◆ **Set of tasks**:
A - Do these statements agree with the article on statistical variation monitoring? (i) The relationship between shrinking technologies and process complexity is linear. (ii) Parametric tests are electrical tests done on wafers at the end of the production cycle. (iii) Parametric variation grows with the square of the number of its sources.
B - Can you rewrite the passage of the article on statistical variation monitoring that opens with the words "The sources of" and closes with "new scaling targets.", putting "shrinking" in place of "scaling"?

Statistical variation monitoring for production control
06/03/2013
TIMOTHY TURNER, College of Nanoscale Science & Engineering (CNSE), Albany, NY.
The sources of parametric variation are reviewed, with an eye on why these issues become worse as the technology is scaled and how this variation can be monitored and controlled.
As semiconductor technologies become smaller, the processes become more complex. This is a long established trend in the semiconductor industry. Unfortunately, it is not a linear relationship. The relationship is exponential. As we approach the limits of scaling, this exponential effect becomes nearly vertical. In his presentation "Beyond 28nm: New Frontiers and Innovations in Design for Manufacturability at the limits of the scaling roadmap," Luigi Capodieci [1] describes the significant increases in technology required to move from 28 to 20nm. He describes multiple new layers, double patterning and extensive error corrections and review procedures required to achieve the new scaling targets.
Monitoring and controlling the variation in a semiconductor process during production has long been the task of parametric testing. These are electrical tests performed on semiconductor wafers at the end of the production cycle. The parametric variation increases with the square of the number of sources of the variation. Thus, the parametric testing function is stretched even more than the process by the exponential increase in complexity.

◆ **Data provided**:
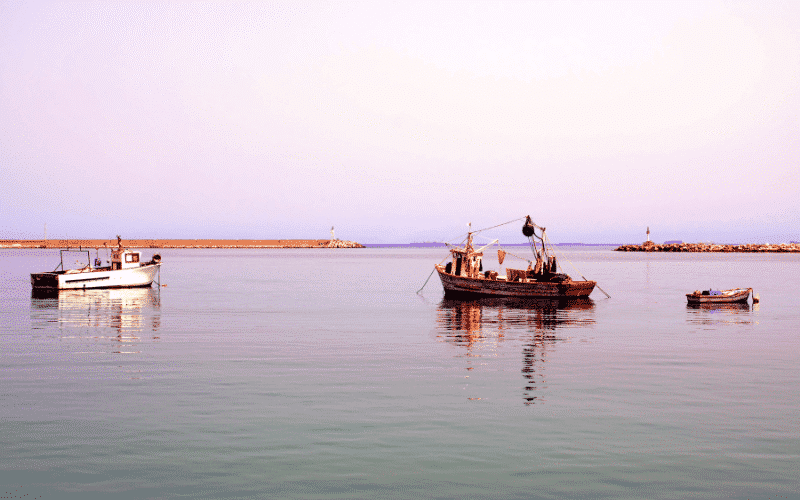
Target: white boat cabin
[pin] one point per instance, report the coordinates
(124, 259)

◆ **Task answers**:
A -
(i) No: "Unfortunately, it is not a linear relationship. The relationship is exponential."
(ii) Yes: "These are electrical tests performed on semiconductor wafers at the end of the production cycle."
(iii) Yes: "The parametric variation increases with the square of the number of sources of the variation."

B -
The sources of parametric variation are reviewed, with an eye on why these issues become worse as the technology is scaled and how this variation can be monitored and controlled.
As semiconductor technologies become smaller, the processes become more complex. This is a long established trend in the semiconductor industry. Unfortunately, it is not a linear relationship. The relationship is exponential. As we approach the limits of shrinking, this exponential effect becomes nearly vertical. In his presentation "Beyond 28nm: New Frontiers and Innovations in Design for Manufacturability at the limits of the shrinking roadmap," Luigi Capodieci [1] describes the significant increases in technology required to move from 28 to 20nm. He describes multiple new layers, double patterning and extensive error corrections and review procedures required to achieve the new shrinking targets.